Tarefa 1: Por favor, transcreva do texto fornecido o trecho que vai de "Finalmente, o meu" até "deixo algum respiro.".
Tarefa 2: Resuma o texto fornecido em duas frases.
┌─ Texto fornecido
Finalmente, o meu 7245-10 – Hospital das Clínicas chega. Subo, já sentindo os pinguinhos de chuva iniciais. Sento e abro meu livro. Mas não sei por que não consigo logo de cara mergulhar na leitura. O banco do ônibus me faz escorregar involuntariamente. A chuva começa a engrossar e entra pelas janelinhas até manchar as páginas do Cony. Já me irrito, pois não gosto de nada que, de alguma forma, prejudique os meus livros, sagrados! Penso em desistir... não vou ler hoje. Fecho o livro e me estico para fechar as janelinhas que estão deixando passar a chuva. Mas não dá pra sufocar dentro do ônibus. Então, deixo algum respiro.
└─
┌─ Material fornecido
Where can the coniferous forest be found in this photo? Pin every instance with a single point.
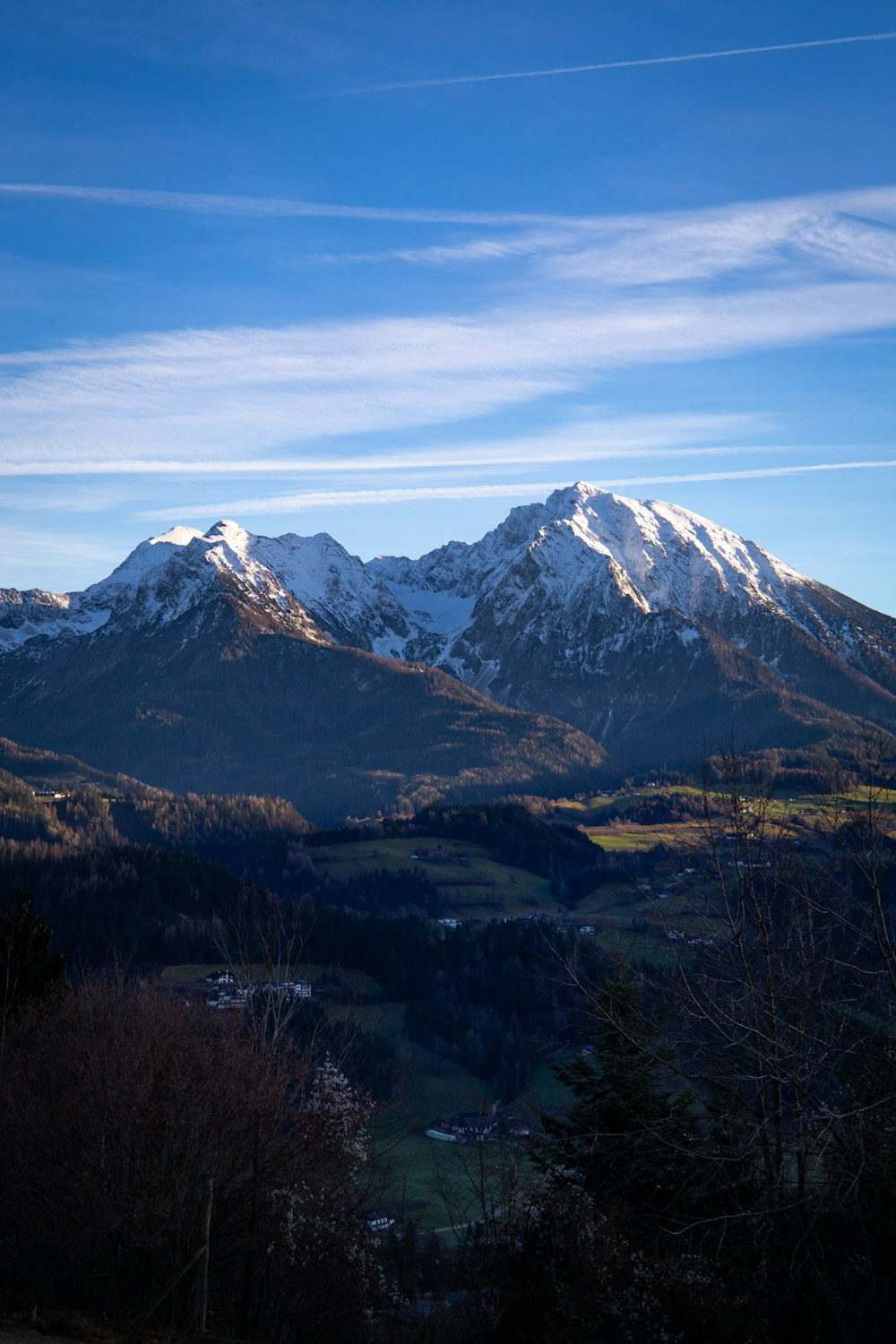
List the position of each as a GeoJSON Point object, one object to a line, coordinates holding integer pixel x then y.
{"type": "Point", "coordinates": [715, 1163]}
└─
Solução do exercício 1:
Finalmente, o meu 7245-10 – Hospital das Clínicas chega. Subo, já sentindo os pinguinhos de chuva iniciais. Sento e abro meu livro. Mas não sei por que não consigo logo de cara mergulhar na leitura. O banco do ônibus me faz escorregar involuntariamente. A chuva começa a engrossar e entra pelas janelinhas até manchar as páginas do Cony. Já me irrito, pois não gosto de nada que, de alguma forma, prejudique os meus livros, sagrados! Penso em desistir... não vou ler hoje. Fecho o livro e me estico para fechar as janelinhas que estão deixando passar a chuva. Mas não dá pra sufocar dentro do ônibus. Então, deixo algum respiro.

Solução do exercício 2: Quando o ônibus 7245-10 – Hospital das Clínicas chega, quem narra sobe, senta e abre o livro, mas não consegue mergulhar na leitura, e a chuva, que começa a engrossar, entra pelas janelinhas e mancha as páginas do Cony. Irritando-se com o dano aos livros, que considera sagrados, decide não ler naquele dia, fecha o livro e se estica para fechar as janelinhas, mas deixa algum respiro para não sufocar dentro do ônibus.